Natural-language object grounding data
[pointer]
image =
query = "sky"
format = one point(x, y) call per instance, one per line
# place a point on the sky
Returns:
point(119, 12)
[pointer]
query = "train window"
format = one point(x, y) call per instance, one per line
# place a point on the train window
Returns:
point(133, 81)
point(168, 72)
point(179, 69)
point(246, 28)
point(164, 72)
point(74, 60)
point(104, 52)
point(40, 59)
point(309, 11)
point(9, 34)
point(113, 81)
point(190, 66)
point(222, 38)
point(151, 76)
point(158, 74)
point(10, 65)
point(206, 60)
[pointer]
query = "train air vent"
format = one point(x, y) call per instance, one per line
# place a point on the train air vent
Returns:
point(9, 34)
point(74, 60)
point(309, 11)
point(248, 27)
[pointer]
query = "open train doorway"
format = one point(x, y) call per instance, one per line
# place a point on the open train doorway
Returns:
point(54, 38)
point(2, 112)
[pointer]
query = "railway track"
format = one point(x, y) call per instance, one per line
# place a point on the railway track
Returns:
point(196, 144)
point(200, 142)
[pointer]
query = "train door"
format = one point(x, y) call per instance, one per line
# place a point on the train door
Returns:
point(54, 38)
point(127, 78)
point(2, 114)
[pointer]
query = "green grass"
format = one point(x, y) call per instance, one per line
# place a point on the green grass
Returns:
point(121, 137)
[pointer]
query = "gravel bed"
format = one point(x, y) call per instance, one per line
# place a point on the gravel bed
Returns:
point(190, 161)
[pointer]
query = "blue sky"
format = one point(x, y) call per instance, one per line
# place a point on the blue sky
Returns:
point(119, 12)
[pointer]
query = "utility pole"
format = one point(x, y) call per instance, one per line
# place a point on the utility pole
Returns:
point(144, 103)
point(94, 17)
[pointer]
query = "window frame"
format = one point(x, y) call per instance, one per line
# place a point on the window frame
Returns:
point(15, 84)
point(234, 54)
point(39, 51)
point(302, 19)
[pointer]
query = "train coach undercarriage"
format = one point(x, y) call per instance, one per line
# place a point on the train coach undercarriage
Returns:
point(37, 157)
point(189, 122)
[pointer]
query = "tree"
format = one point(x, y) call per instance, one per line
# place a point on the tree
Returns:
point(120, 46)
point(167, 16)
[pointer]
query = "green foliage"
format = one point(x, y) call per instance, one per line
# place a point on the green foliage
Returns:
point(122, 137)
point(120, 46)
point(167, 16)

==

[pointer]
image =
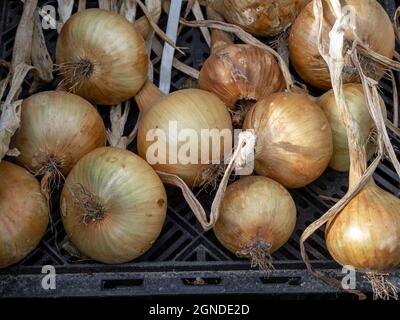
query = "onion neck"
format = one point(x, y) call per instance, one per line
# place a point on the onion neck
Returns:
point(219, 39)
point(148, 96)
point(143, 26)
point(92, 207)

== Action item ==
Only lines with the word "blue" go in the answer. Take them all from the entries above.

== Task output ==
query = "blue sky"
# place a point on the blue sky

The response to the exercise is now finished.